● What you have to do:
Revise the listing from the line containing "the man's beard" through the line containing "point(300, 129)", replacing "white pant" with "white pants" and leaving everything else unchanged. Return only those lines.

● Supplied data:
#####
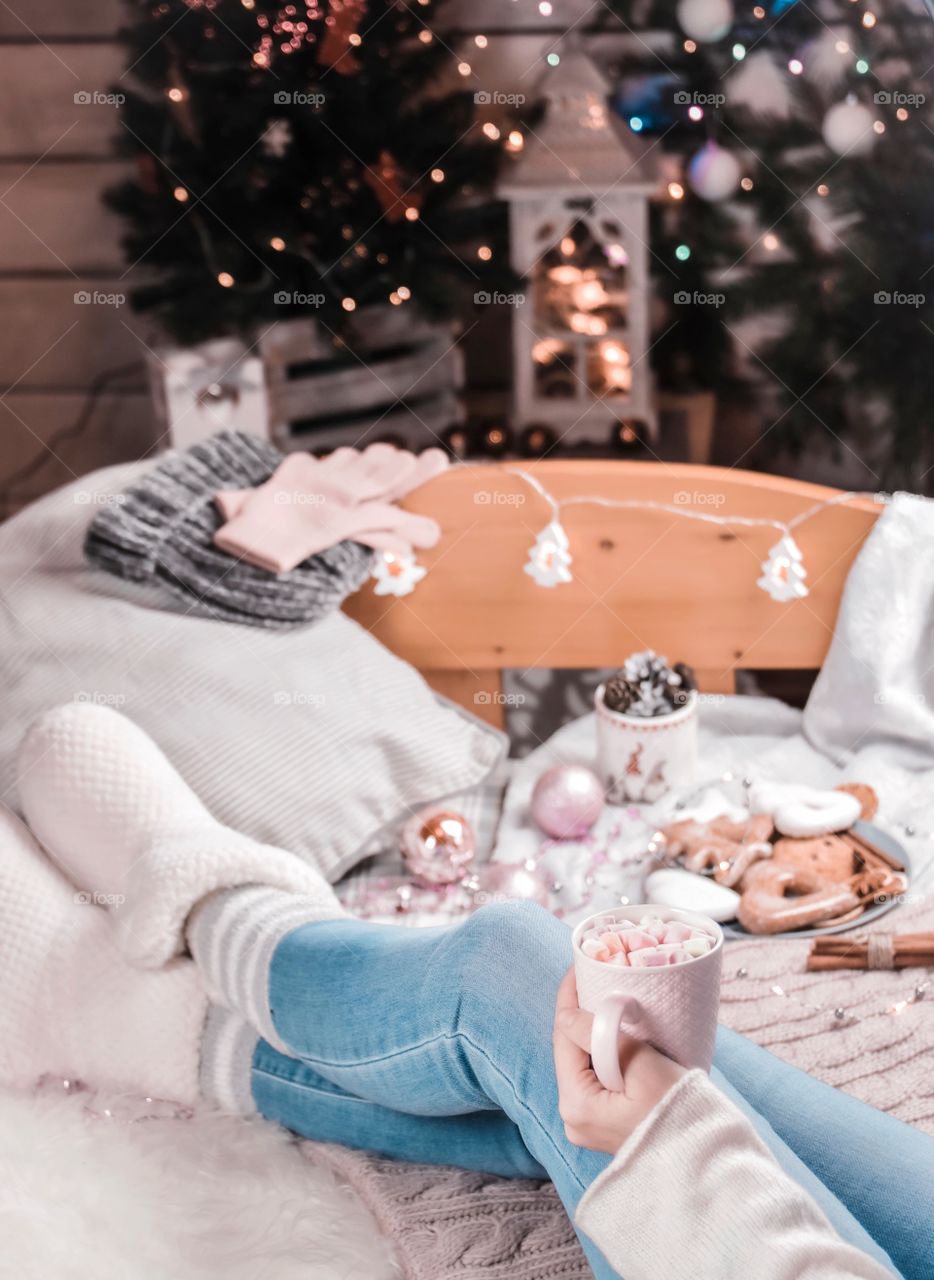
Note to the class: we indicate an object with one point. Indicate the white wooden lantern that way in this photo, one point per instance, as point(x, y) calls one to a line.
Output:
#####
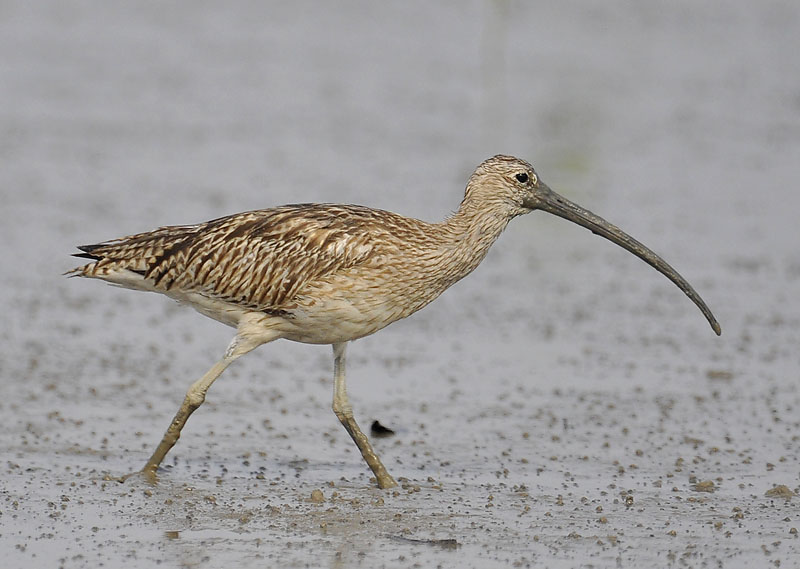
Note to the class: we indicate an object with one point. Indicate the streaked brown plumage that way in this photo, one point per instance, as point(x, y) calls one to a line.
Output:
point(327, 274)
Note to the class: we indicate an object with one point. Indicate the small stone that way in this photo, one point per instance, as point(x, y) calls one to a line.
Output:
#####
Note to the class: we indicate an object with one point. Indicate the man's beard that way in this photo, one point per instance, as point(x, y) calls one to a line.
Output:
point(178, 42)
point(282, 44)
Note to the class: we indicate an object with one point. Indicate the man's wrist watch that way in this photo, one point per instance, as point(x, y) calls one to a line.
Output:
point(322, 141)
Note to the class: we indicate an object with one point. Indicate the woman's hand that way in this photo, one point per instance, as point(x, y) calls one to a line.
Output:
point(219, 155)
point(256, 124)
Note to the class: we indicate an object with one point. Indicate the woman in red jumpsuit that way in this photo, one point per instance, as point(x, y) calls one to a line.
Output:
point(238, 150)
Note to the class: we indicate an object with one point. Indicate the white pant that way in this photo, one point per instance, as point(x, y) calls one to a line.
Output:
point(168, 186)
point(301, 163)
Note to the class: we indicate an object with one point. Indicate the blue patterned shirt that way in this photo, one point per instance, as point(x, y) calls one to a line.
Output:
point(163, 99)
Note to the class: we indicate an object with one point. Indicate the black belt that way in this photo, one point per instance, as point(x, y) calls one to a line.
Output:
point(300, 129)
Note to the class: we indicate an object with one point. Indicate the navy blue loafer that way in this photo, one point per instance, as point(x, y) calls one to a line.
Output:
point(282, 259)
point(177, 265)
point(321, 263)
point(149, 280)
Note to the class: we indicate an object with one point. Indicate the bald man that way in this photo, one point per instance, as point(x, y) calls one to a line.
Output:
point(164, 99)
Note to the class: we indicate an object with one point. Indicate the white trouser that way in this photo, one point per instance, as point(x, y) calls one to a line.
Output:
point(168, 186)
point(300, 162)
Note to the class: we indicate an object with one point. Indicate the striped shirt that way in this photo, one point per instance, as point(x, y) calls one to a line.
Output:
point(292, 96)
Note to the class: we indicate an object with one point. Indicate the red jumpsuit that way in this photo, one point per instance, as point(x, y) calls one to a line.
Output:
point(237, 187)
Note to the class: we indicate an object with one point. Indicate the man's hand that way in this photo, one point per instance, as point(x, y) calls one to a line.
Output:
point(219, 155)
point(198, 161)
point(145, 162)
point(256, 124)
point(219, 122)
#####
● Expected answer:
Note to the class: we indicate an object with one point. Indicate the man's beard that way in this photo, one point per instance, as point(x, y) calls one to a line.
Output:
point(178, 42)
point(282, 44)
Note to the class: we indicate an object with one point. Indicate the man's wrist watch that way in this photo, one point per instance, as point(x, y) calls one to a line.
Output:
point(322, 141)
Note to the class: we indicate an object with one point. Indicate the woman's hand that way in this photo, one point per instance, as point(x, y) calls one to a line.
Output:
point(219, 155)
point(256, 124)
Note to the class: we indicate an object with one point. Indicate the woman in red jumpsuit that way in this photo, one point per instance, as point(x, y) calls one to a line.
Output:
point(238, 150)
Note to the class: we indicate an object with one point. Indicate the white pants that way in this photo, one point per instance, as point(x, y) calls one to a line.
Output:
point(168, 186)
point(301, 163)
Note to the class: we indicate an object with one point. Indicate the blue patterned shirt that way in this photo, one point per instance, as point(x, y) calls one to a line.
Output:
point(163, 99)
Note to the class: we indicate an object with one point. Indicate the black belt that way in this photo, one point per instance, as point(x, y) calls one to a line.
Output:
point(300, 129)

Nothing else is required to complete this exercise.